• _Instruction_
Set down the line that contains "Question. Identify every instance of the window" and every line after it to the end of the entries, exactly as they stand and nothing more.
=======
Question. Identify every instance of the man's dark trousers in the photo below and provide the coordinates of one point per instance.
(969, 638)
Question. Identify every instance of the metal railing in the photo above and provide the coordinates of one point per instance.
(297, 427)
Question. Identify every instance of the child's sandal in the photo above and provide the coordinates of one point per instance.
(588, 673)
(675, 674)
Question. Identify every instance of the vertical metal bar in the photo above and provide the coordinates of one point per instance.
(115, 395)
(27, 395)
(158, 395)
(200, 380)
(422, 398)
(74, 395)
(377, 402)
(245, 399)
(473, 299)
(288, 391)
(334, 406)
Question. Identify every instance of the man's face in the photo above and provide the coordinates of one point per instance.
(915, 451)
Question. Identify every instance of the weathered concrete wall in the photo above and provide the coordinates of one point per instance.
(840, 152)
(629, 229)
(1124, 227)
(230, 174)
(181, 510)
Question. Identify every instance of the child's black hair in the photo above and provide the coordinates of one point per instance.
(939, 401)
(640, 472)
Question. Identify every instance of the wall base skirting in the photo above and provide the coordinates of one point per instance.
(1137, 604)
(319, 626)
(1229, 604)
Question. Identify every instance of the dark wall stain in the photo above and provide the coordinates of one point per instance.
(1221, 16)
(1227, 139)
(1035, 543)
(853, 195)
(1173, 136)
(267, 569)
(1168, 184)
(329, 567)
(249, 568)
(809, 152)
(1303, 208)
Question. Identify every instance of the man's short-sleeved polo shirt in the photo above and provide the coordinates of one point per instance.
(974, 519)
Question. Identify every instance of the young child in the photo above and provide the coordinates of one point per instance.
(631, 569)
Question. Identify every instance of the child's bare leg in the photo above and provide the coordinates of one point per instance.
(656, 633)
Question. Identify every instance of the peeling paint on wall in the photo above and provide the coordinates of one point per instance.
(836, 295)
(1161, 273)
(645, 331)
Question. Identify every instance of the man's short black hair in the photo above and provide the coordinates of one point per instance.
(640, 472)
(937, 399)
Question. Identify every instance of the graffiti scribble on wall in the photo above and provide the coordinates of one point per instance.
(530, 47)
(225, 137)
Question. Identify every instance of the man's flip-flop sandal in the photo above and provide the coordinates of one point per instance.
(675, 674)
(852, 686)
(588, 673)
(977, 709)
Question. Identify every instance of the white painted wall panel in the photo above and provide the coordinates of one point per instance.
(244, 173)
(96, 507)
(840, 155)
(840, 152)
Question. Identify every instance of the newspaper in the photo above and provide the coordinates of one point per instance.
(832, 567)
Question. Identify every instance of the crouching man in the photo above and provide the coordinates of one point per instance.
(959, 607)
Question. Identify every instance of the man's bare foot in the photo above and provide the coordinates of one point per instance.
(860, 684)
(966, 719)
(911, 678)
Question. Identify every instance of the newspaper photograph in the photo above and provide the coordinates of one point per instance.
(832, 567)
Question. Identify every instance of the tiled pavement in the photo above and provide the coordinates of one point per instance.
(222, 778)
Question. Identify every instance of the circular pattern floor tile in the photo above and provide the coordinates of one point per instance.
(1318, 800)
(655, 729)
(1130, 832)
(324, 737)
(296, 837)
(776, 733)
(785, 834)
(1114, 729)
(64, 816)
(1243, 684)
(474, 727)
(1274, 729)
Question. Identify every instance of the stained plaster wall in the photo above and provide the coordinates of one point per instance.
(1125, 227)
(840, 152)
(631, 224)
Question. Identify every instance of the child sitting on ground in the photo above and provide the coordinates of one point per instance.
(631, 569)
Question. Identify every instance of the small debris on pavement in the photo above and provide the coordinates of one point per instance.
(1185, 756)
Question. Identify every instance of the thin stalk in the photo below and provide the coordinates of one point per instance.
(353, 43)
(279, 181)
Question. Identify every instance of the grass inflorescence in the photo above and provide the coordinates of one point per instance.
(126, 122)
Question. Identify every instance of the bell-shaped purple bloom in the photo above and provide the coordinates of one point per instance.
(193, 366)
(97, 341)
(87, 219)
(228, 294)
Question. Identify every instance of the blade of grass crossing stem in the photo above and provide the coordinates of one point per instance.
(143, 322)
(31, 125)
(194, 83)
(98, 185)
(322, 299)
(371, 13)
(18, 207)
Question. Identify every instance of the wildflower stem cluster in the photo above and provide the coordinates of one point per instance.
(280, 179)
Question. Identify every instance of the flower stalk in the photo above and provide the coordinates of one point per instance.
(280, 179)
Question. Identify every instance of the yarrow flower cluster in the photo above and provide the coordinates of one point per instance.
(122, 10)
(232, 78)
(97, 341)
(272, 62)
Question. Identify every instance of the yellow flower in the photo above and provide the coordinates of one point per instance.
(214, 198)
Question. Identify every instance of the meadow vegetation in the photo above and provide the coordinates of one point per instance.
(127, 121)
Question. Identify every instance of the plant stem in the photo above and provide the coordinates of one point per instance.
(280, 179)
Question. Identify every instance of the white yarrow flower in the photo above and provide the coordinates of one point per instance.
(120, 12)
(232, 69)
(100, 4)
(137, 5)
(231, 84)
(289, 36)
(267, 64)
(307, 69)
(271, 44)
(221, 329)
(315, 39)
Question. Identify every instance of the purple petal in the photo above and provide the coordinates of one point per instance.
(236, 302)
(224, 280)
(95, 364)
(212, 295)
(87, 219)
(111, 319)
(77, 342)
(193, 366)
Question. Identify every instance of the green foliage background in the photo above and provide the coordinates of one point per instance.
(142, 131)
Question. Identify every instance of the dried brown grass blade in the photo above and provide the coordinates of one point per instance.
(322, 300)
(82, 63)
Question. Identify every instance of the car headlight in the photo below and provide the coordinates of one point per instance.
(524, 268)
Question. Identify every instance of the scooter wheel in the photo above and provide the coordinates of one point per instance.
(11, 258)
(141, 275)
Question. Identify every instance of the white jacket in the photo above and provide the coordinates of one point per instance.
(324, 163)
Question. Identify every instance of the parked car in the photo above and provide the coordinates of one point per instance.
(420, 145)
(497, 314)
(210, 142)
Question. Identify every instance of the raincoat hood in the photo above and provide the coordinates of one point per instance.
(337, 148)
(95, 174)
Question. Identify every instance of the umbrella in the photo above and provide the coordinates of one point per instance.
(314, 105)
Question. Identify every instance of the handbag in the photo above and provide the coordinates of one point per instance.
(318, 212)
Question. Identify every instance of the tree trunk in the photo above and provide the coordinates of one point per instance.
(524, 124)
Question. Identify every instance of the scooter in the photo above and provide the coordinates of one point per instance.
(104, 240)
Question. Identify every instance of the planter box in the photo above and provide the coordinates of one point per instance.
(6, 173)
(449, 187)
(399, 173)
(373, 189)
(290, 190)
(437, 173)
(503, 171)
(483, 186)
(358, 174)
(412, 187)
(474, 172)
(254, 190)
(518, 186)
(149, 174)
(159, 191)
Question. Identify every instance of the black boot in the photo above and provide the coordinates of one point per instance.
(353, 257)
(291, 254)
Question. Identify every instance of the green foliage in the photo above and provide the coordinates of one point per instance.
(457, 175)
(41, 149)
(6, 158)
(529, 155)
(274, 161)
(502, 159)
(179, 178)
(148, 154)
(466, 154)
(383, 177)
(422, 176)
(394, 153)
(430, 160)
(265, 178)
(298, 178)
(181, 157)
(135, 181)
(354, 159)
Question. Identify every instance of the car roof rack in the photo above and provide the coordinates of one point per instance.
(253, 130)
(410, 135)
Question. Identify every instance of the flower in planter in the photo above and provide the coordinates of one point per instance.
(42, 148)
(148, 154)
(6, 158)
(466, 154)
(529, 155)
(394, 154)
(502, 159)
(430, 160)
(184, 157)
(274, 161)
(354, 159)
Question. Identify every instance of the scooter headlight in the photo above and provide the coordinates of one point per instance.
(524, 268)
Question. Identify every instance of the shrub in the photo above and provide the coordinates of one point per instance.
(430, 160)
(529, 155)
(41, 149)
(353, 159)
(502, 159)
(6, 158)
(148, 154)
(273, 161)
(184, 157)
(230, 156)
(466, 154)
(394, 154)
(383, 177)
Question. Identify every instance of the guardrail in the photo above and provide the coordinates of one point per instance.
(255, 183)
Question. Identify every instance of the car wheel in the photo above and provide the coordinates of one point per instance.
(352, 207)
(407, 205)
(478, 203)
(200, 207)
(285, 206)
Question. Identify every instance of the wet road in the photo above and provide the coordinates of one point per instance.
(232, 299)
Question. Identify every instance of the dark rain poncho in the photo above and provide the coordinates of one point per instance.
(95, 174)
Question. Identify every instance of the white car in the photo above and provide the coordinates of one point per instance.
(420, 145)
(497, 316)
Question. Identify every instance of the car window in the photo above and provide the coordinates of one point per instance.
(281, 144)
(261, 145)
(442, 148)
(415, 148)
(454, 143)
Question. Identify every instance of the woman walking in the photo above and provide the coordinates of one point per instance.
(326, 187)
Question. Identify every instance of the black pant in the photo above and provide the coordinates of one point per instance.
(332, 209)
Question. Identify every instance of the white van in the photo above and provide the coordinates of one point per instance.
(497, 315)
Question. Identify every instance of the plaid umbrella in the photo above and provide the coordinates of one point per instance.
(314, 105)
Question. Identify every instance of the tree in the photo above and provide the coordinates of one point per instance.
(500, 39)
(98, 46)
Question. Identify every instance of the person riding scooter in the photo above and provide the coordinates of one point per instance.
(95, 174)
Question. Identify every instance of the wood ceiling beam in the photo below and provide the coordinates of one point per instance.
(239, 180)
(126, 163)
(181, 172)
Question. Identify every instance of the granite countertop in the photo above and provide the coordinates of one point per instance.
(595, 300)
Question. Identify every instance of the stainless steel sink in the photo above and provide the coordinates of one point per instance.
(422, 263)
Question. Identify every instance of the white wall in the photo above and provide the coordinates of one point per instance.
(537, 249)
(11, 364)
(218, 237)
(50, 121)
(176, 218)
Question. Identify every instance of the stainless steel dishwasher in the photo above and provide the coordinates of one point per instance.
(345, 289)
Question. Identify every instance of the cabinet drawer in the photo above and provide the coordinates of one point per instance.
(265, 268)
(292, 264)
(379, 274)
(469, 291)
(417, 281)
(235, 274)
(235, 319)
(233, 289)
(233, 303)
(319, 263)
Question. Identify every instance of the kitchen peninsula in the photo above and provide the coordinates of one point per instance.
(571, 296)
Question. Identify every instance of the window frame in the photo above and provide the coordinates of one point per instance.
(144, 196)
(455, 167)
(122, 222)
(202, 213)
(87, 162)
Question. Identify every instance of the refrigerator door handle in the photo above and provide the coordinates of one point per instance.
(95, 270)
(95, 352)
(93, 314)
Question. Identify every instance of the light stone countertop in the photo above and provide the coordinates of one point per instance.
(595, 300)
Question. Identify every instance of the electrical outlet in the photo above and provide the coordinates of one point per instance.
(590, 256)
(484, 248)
=======
• _Expected output_
Question. Identify every instance of the window frame in the photo above and provide the coordinates of one point per instance.
(144, 196)
(455, 167)
(122, 222)
(202, 213)
(87, 162)
Question. Identify every instance of the refrigerator door handle in the photo above and provide the coordinates of one point per instance.
(95, 270)
(95, 352)
(93, 314)
Question. Identify every instance of the light stone countertop in the photo above and provide the coordinates of one point per instance.
(595, 300)
Question. Identify every instance of the electrical outlet in the photo above and provide the coordinates of one point per instance.
(590, 256)
(484, 248)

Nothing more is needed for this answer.